> Source document:
------------------------------------------------------------

In this case, the moral contract of integration stresses an ideal more civic than cultural and the traces of assimilationism are blurred, and the focus broadens to cultural interchanges; measures to fight racism, intolerance and discrimination are taken. The recipient society shall be defined in a broader sense and be more political and territorial to be constituted by all those who reside in the territory and adhere to the aforementioned central elements (democratic and pluralist society in which French is the public, common and official language).
This stance was not free from criticism. Over the last decade of the last century, numerous debates were held to search for the definition of a more substantive set of common values “successively called common public culture, civic culture, societal culture, public common space” (Karmis, 2003: 331). The main questions were: what is culture? Which are the contours of public life? What can be common in the individuals’ societies? “Does the common have the density of an identity or the lightness of a transient and voidable affiliation? (Gervais et al., 2008: 63).
In said context, academicians such as Micheline Labelle (2008), Alain-G. Gagnon and Raffaele Iacovino (2003) pay attention to the idea of Quebec citizenship as an integration model; this orientation follows the path of common public culture as an integration model, but unlike this, it emphasizes a balance between the requirements for unity as an identity base and the recognition to minority cultures.
The objective is to adopt a model that is not assimilationist, but defender of cultural pluralism, falling neither into cultural relativism nor fragmentation. “Deliberation, mutual understanding, and in general, dialogue, as fundamental characteristics of democratic life in the sphere of civil society, hold an instrumental function, by means of a coherent and participatory conception of citizenship” (Gagnon et al., 2003: 401).
This way, the possibilities of enclosing and confinement in a ghetto are discouraged, because the “recognition of particular cultural identities is as a matter of fact the recognition to the right and obligation to participate in the polis, not the recognition of culture as one existing in autonomous communities in a spatiotemporal vacuum” (Gagnon et al., 2003: 409).

------------------------------------------------------------

> Stated exercise:
According to the passage on integration in Quebec, which language is the public, common and official language of the democratic and pluralist society? These entries have no connection to the passage.

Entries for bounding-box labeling
------------------------------------------------------------

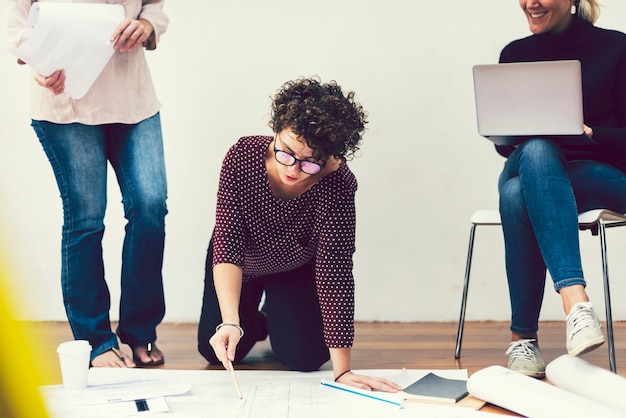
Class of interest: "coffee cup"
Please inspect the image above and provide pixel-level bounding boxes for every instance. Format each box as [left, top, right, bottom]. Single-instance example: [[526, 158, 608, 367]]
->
[[57, 340, 91, 389]]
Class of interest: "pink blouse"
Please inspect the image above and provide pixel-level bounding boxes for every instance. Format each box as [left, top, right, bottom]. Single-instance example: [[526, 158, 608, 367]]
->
[[213, 136, 357, 347], [7, 0, 169, 125]]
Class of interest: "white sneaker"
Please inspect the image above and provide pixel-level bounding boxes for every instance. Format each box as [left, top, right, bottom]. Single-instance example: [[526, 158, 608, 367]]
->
[[505, 339, 546, 378], [565, 302, 604, 356]]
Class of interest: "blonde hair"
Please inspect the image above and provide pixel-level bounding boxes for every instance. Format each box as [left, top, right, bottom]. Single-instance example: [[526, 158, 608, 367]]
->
[[575, 0, 600, 23]]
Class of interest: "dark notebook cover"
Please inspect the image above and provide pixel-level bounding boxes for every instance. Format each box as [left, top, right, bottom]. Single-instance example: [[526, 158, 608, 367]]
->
[[404, 373, 467, 403]]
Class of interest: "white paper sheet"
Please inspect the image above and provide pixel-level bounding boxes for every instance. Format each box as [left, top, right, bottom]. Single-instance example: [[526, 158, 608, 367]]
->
[[12, 2, 124, 99], [467, 366, 625, 418], [546, 354, 626, 415]]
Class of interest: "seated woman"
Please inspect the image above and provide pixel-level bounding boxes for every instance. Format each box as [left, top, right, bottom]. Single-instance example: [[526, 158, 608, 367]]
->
[[497, 0, 626, 377], [198, 79, 401, 392]]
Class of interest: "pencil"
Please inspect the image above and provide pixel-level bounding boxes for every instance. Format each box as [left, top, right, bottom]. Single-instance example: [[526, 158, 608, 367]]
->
[[228, 360, 243, 399]]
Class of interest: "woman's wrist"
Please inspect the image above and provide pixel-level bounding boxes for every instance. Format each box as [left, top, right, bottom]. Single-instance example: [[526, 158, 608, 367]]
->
[[335, 370, 352, 382], [215, 322, 243, 338]]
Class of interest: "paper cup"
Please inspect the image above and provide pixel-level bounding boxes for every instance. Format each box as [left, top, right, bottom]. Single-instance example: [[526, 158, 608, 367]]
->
[[57, 340, 91, 389]]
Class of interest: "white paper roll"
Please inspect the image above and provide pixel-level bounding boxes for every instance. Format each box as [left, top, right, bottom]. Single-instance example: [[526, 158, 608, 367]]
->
[[546, 354, 626, 415]]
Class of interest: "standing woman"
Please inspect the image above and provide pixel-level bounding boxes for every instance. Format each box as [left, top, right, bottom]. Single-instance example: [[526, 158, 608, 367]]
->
[[198, 79, 401, 392], [8, 0, 168, 367], [497, 0, 626, 377]]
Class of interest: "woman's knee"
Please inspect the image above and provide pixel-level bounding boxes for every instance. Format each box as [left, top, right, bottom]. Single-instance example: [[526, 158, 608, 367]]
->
[[500, 177, 526, 215], [518, 138, 567, 163]]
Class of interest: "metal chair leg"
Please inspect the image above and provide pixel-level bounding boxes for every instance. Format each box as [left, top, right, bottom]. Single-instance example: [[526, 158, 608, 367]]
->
[[598, 219, 617, 373], [454, 224, 476, 359]]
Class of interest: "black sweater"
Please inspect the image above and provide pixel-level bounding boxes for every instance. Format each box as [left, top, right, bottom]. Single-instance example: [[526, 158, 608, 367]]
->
[[496, 18, 626, 172]]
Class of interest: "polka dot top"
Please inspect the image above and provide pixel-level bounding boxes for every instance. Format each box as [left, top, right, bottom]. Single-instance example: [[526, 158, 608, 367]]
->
[[213, 136, 357, 348]]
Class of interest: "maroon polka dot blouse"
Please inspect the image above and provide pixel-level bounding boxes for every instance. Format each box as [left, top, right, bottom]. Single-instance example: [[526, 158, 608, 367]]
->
[[213, 136, 357, 348]]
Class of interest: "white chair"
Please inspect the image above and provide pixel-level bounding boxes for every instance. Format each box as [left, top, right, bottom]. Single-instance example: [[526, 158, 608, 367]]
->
[[454, 209, 626, 373]]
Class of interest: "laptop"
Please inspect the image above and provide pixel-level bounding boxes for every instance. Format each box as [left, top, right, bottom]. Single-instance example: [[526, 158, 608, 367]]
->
[[473, 60, 594, 145]]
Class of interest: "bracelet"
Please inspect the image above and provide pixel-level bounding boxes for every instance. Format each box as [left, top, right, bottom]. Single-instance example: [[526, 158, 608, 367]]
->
[[335, 369, 352, 382], [215, 322, 243, 338]]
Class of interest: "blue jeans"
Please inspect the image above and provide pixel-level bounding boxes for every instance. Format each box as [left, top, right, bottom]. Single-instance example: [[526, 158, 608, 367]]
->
[[498, 139, 626, 335], [32, 113, 167, 359]]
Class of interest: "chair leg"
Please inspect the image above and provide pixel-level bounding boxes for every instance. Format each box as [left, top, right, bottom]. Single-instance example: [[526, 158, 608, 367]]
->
[[598, 220, 617, 373], [454, 223, 476, 359]]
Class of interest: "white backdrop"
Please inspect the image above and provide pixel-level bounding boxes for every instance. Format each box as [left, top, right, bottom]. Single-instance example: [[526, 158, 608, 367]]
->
[[0, 0, 626, 322]]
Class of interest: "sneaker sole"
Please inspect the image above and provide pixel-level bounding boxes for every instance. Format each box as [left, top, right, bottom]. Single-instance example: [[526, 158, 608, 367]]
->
[[513, 370, 546, 379], [568, 337, 604, 357]]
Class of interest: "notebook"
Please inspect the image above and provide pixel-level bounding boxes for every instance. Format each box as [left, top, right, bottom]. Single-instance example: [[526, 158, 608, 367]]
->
[[473, 60, 594, 145]]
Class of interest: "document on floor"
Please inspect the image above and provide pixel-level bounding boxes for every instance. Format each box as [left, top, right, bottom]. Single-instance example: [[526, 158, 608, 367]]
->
[[41, 368, 492, 418], [11, 2, 124, 99]]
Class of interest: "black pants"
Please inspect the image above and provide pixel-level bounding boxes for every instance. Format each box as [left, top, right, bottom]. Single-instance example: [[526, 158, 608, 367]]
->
[[198, 240, 330, 371]]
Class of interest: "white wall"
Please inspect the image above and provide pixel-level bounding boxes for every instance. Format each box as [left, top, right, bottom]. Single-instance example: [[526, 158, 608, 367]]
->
[[0, 0, 626, 322]]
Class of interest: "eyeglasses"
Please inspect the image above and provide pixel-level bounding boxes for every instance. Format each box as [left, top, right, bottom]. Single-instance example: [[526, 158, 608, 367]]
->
[[274, 135, 324, 176]]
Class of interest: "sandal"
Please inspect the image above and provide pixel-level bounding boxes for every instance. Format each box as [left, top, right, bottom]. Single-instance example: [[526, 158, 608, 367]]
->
[[131, 343, 165, 367]]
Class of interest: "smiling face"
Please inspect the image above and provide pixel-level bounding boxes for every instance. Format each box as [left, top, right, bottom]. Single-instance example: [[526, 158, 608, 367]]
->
[[519, 0, 574, 35]]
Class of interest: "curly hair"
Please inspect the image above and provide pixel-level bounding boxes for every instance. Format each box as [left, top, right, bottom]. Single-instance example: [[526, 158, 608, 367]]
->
[[574, 0, 600, 23], [269, 78, 367, 162]]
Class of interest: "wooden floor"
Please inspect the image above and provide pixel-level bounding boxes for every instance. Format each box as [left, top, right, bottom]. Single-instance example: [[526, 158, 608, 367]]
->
[[25, 322, 626, 413]]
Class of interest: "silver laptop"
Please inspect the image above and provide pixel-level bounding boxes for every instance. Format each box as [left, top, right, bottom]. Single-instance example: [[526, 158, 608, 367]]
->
[[473, 60, 594, 145]]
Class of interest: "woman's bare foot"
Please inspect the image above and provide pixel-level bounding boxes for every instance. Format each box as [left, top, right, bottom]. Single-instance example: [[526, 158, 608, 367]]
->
[[91, 348, 136, 368], [133, 343, 165, 367]]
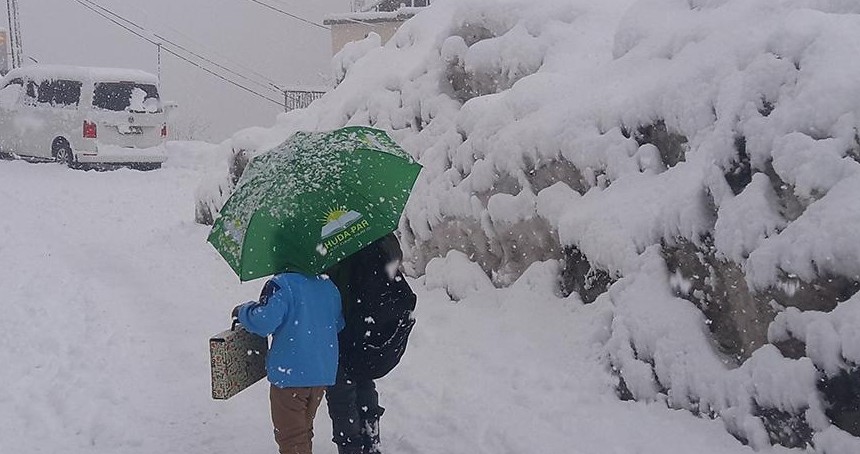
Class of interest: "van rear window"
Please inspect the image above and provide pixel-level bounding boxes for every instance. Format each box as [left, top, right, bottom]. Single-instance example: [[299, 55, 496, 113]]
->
[[93, 82, 161, 112], [27, 79, 81, 106]]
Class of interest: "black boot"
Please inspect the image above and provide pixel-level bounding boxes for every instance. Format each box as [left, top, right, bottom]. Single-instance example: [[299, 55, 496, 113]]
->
[[337, 446, 364, 454], [361, 406, 385, 454]]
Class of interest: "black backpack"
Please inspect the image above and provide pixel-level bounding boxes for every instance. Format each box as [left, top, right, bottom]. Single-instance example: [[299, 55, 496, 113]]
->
[[330, 235, 416, 379]]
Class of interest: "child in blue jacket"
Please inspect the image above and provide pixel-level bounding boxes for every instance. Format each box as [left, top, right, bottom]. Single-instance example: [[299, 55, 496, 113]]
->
[[233, 273, 344, 454]]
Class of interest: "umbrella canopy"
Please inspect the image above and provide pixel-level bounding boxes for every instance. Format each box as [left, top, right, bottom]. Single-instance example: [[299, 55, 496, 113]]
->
[[208, 126, 421, 281]]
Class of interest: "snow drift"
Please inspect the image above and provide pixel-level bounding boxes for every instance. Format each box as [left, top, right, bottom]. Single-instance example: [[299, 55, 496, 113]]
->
[[200, 0, 860, 453]]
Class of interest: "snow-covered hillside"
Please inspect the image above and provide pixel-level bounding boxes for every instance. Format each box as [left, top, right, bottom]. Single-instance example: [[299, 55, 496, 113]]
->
[[198, 0, 860, 453], [0, 146, 796, 454]]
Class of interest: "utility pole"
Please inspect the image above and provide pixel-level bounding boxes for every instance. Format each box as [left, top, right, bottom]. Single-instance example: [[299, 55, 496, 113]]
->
[[6, 0, 24, 69]]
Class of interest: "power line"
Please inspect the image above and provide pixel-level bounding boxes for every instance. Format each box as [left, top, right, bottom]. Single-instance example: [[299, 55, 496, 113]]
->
[[248, 0, 331, 30], [74, 0, 283, 106], [75, 0, 281, 92], [119, 5, 281, 91]]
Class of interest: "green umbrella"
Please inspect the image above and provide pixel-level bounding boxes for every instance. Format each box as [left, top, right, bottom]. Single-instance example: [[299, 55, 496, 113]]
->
[[209, 126, 421, 281]]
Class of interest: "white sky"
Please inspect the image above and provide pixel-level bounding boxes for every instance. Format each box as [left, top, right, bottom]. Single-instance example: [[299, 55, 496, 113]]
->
[[6, 0, 350, 140]]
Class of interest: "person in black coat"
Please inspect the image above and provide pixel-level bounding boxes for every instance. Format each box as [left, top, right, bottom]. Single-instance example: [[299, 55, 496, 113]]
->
[[326, 233, 416, 454]]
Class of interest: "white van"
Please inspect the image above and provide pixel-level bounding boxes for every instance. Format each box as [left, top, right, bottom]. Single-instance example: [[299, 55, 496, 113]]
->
[[0, 65, 167, 169]]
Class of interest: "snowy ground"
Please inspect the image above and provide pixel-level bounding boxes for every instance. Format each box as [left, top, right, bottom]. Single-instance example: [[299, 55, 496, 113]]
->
[[0, 143, 799, 454]]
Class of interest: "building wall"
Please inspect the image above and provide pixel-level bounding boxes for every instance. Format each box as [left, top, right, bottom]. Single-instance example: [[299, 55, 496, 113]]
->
[[331, 21, 403, 55]]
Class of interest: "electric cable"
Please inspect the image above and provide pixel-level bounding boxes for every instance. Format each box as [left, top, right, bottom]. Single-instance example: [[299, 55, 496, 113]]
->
[[74, 0, 283, 106], [76, 0, 281, 93], [242, 0, 331, 30]]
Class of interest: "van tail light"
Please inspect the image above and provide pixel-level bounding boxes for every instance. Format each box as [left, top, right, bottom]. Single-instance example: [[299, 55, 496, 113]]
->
[[84, 120, 98, 139]]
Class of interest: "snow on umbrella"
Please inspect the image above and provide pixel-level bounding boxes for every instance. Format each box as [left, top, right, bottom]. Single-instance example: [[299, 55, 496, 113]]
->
[[208, 126, 421, 281]]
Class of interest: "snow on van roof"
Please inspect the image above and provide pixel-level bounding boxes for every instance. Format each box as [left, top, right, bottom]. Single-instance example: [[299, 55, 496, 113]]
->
[[5, 64, 158, 84]]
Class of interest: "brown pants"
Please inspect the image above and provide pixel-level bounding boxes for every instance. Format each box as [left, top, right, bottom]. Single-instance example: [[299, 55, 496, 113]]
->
[[269, 385, 325, 454]]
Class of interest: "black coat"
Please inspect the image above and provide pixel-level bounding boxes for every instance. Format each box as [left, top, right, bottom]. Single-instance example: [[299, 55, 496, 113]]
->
[[328, 234, 416, 379]]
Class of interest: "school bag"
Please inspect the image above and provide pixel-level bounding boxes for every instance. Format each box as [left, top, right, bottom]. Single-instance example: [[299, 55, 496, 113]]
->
[[330, 235, 417, 379]]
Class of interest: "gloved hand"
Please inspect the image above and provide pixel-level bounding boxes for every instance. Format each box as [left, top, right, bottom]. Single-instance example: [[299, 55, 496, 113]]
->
[[230, 304, 244, 318]]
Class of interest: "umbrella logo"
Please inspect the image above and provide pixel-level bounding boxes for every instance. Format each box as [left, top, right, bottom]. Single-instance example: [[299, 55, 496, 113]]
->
[[320, 207, 362, 239]]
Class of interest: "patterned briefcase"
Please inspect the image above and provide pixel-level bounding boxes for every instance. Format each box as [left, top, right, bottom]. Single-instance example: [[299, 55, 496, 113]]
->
[[209, 322, 269, 399]]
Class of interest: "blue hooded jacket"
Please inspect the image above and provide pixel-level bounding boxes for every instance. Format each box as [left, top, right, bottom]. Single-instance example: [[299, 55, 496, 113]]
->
[[239, 273, 344, 388]]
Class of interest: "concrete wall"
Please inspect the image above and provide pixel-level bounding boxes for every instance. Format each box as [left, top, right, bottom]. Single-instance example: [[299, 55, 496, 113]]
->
[[328, 20, 403, 55]]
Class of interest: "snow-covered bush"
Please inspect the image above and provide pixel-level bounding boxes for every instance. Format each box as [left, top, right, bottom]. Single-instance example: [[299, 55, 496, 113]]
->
[[198, 0, 860, 446]]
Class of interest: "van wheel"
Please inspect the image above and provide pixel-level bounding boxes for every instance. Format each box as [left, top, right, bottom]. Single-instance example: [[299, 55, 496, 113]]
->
[[54, 143, 75, 167]]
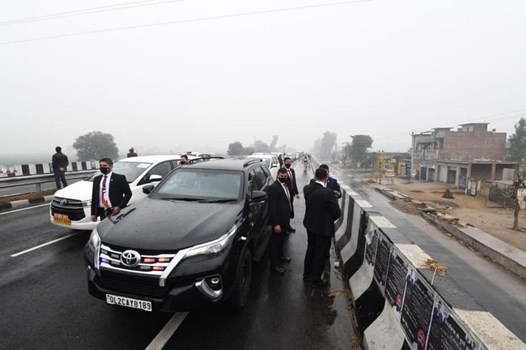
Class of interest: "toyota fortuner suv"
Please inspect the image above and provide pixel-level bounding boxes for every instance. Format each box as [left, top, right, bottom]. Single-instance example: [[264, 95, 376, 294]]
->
[[84, 159, 272, 311]]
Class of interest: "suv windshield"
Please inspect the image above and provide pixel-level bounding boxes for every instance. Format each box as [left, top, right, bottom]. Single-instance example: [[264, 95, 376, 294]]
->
[[88, 161, 152, 182], [151, 168, 242, 200]]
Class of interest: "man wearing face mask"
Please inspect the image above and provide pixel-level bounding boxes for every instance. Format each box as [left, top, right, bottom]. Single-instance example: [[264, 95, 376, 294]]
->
[[303, 168, 342, 287], [267, 168, 291, 275], [91, 158, 132, 221], [283, 157, 300, 233]]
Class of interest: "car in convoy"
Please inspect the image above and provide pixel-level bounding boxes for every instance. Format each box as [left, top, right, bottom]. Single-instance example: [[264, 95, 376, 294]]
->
[[247, 153, 279, 180], [84, 159, 272, 312], [49, 155, 180, 230]]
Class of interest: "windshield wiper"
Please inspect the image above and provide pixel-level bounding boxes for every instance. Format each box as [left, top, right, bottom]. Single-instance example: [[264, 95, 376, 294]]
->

------------------------------------------------------------

> Solved problem:
French